[Start Dataset excerpts]
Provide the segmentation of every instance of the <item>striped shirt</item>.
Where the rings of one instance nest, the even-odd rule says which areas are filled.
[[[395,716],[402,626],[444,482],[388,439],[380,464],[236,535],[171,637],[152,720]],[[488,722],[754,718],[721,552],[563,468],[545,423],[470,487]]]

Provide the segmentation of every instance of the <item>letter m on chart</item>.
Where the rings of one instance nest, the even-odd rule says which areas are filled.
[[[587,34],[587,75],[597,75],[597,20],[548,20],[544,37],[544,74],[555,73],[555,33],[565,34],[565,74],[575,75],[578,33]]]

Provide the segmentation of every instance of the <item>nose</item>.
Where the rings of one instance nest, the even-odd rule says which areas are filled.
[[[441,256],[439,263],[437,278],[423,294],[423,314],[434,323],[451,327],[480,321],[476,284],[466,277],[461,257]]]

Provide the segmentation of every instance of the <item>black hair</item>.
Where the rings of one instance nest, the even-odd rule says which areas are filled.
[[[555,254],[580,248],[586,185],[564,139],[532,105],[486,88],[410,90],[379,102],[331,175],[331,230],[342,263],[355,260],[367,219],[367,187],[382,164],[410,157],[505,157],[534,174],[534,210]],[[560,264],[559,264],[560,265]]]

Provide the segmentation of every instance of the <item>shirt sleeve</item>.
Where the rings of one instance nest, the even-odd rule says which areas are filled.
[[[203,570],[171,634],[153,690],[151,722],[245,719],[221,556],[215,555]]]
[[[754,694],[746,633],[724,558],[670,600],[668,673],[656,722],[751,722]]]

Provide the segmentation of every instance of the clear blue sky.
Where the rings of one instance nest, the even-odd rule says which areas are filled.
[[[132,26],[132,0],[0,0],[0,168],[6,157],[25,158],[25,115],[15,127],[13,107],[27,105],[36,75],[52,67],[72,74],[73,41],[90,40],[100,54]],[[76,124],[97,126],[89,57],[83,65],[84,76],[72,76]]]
[End Dataset excerpts]
Exercise goal
Retype every one of the rows above without changing anything.

Task output
Provide the segmentation of every instance of the <item>striped shirt</item>.
Where the rings of one instance nest, the even-odd rule says which areas are filled.
[[[395,716],[402,626],[444,482],[388,439],[380,464],[236,535],[171,637],[152,720]],[[488,722],[754,718],[721,552],[563,468],[545,423],[470,487]]]

Provide the segmentation of every instance of the <item>letter m on chart</item>.
Where the rings of one instance nest, the even-odd rule says which areas are filled.
[[[587,34],[587,75],[597,75],[597,20],[548,20],[544,37],[544,74],[555,73],[555,33],[565,34],[565,74],[575,75],[578,33]]]

Provide the segmentation of every instance of the <item>nose</item>.
Where the rings of one instance nest, the even-odd rule says which areas are filled.
[[[441,256],[439,263],[437,278],[423,294],[423,314],[434,323],[451,327],[480,321],[476,284],[466,277],[461,257]]]

Provide the segmentation of every instance of the <item>black hair</item>.
Where the rings of one instance nest, the even-odd rule says which areas are filled.
[[[555,254],[580,248],[586,185],[564,139],[532,105],[486,88],[410,90],[379,102],[331,175],[331,230],[342,263],[355,260],[367,219],[367,187],[382,164],[410,157],[505,157],[534,174],[534,210]],[[560,264],[559,264],[560,265]]]

Provide the segmentation of every instance of the <item>shirt sleeve</item>.
Where the rings of one instance nest, the even-odd rule says which areas are filled.
[[[203,570],[171,634],[153,690],[151,722],[245,719],[221,556],[215,555]]]
[[[754,694],[746,633],[724,558],[670,600],[668,673],[656,722],[751,722]]]

Provide the segmentation of every instance of the clear blue sky.
Where the rings of one instance nest, the even-odd rule says which areas are filled.
[[[132,26],[132,0],[0,0],[0,168],[6,157],[25,158],[25,115],[15,127],[13,107],[27,105],[36,75],[52,67],[72,74],[73,41],[90,40],[100,54]],[[76,124],[97,126],[89,57],[83,65],[84,76],[72,76]]]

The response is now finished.